Problem requirements: Please rewrite the lines below as a Markdown table with the columns No. and Line, starting at the line that contains "In this exercise you will indicate the horizontal" and stopping after the line that contains "[(545, 450), (748, 414), (130, 453), (267, 148)]". Number each line in order and leave out blank lines.

Data excerpts:
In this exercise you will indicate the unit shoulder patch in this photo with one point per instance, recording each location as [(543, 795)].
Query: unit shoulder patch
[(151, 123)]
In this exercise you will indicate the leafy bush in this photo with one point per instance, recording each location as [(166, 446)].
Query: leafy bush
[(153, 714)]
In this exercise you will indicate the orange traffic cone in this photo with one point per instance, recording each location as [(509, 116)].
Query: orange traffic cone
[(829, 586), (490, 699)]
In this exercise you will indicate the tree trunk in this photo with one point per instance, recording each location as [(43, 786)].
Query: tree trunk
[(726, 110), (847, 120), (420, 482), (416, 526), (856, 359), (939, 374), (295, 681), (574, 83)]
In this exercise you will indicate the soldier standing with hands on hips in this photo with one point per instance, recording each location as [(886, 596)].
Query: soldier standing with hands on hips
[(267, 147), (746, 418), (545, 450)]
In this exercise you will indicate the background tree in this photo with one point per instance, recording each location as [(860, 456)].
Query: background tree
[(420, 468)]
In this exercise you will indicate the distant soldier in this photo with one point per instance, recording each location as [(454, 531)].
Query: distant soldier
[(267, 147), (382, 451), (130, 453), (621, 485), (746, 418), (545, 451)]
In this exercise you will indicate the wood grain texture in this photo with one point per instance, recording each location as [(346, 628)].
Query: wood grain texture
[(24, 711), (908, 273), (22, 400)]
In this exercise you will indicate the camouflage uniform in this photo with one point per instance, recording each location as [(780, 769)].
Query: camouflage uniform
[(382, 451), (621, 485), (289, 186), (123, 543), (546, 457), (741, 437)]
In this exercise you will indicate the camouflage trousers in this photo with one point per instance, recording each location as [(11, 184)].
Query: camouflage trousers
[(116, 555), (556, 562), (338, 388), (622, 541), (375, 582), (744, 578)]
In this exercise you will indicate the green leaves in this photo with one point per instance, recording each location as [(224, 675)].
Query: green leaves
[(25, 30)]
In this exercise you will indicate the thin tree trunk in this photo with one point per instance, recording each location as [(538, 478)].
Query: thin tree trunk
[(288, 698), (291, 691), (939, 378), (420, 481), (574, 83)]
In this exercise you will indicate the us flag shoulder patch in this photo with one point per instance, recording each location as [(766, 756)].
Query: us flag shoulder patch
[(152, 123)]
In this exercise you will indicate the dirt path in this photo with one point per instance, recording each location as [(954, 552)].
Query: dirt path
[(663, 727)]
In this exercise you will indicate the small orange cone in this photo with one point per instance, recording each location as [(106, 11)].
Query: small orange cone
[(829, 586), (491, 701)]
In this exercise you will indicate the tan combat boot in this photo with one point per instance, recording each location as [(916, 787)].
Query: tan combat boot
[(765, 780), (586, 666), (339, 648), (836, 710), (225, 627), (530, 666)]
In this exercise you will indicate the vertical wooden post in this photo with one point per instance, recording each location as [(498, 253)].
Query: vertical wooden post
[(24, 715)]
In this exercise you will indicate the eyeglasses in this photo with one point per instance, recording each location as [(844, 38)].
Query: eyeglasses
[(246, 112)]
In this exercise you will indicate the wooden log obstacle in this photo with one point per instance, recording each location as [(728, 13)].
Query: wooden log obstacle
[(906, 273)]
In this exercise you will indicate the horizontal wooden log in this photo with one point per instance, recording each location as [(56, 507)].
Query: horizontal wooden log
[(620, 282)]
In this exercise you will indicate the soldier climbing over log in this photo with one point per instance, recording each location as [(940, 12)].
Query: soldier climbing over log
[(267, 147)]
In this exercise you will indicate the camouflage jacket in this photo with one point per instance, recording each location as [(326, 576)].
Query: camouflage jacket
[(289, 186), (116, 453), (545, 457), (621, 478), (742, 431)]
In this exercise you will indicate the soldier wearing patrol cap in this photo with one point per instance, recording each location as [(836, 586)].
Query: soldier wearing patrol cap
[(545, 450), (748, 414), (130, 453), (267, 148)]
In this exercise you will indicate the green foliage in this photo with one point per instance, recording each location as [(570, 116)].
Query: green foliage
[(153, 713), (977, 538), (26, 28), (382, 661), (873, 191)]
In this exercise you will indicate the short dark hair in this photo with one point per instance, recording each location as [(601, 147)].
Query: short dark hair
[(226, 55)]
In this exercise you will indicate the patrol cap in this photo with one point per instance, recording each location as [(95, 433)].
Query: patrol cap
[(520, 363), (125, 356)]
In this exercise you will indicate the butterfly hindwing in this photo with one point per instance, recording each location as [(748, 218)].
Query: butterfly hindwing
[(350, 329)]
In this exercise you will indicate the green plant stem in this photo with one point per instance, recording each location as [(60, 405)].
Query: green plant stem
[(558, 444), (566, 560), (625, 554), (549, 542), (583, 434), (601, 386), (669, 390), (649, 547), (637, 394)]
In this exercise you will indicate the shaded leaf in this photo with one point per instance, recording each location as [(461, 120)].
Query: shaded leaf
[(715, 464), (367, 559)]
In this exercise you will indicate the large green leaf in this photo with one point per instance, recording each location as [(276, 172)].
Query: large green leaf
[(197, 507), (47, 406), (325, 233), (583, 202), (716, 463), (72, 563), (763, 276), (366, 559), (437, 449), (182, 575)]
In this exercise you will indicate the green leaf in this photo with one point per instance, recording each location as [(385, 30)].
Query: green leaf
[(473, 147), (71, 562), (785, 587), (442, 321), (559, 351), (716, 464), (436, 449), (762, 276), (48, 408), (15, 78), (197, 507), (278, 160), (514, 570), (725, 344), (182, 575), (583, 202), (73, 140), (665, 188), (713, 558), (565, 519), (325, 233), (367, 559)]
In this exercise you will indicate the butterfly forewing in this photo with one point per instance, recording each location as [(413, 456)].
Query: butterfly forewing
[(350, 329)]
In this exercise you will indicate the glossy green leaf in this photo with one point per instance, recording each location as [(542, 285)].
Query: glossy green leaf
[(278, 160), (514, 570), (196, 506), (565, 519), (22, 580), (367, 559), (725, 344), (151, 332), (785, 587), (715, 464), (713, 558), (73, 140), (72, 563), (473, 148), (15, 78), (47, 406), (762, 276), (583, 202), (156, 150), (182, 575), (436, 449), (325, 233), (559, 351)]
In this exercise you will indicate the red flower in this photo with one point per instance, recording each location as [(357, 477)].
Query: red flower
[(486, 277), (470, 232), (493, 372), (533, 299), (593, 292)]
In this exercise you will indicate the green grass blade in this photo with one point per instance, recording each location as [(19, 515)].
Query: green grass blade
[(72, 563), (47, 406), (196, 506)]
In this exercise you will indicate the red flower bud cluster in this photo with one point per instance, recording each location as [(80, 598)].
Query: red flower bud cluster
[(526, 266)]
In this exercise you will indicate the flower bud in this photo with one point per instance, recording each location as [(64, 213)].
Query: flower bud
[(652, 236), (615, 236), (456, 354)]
...
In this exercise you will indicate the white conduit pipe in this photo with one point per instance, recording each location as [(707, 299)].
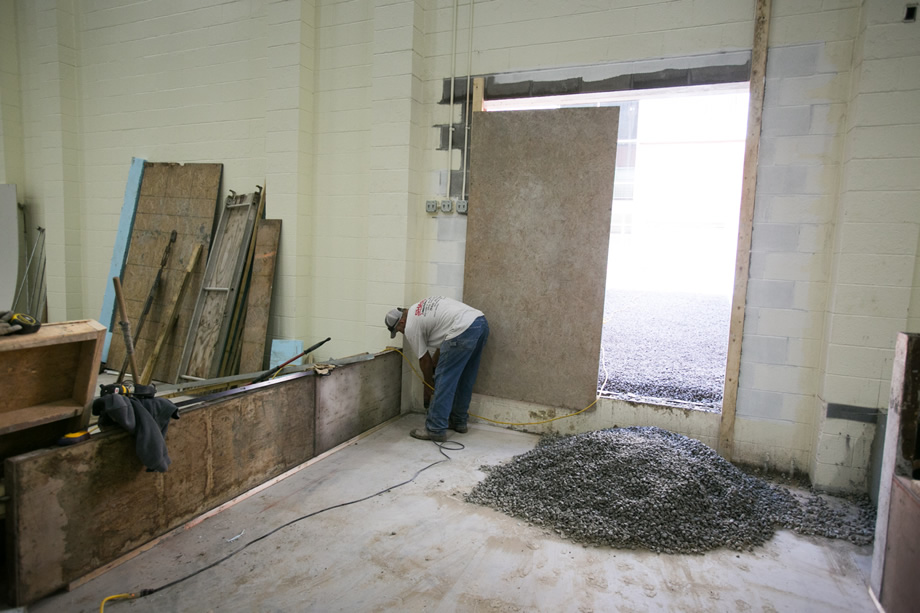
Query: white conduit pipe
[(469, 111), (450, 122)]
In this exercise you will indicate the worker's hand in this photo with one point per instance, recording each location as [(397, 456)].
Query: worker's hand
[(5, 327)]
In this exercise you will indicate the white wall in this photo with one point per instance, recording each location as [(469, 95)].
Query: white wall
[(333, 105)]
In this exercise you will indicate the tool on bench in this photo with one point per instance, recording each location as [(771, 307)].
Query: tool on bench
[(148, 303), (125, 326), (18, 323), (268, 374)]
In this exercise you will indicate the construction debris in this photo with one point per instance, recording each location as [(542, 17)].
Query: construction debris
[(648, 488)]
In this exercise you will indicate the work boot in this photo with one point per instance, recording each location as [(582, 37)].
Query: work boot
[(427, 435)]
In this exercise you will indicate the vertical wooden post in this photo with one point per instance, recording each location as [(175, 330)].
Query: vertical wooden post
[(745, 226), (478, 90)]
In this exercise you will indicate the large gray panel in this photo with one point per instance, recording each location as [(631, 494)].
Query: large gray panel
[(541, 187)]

Response to this task:
| No. | Line |
|---|---|
| 1 | In this exercise you will indicate the horizontal wooden log in this photo with one point per instance, recording each location as [(56, 507)]. |
| 2 | Query: horizontal wooden log |
| 3 | [(620, 282)] |
| 4 | In this exercise you will indicate the soldier climbing over log in this photo with one point per instance, recording each location as [(940, 12)]. |
| 5 | Query: soldier climbing over log |
| 6 | [(267, 147)] |
| 7 | In this exercise you will indicate the camouflage jacket in this photo with one point per instance, recording each location as [(326, 576)]. |
| 8 | Query: camouflage jacket |
| 9 | [(289, 186), (116, 453), (545, 457), (621, 478), (742, 431)] |
| 10 | In this exercise you will indicate the soldier wearing patrol cap in this photo with one point per instance, recording each location as [(836, 586)]. |
| 11 | Query: soldier wearing patrol cap |
| 12 | [(545, 450), (748, 414), (130, 453), (267, 148)] |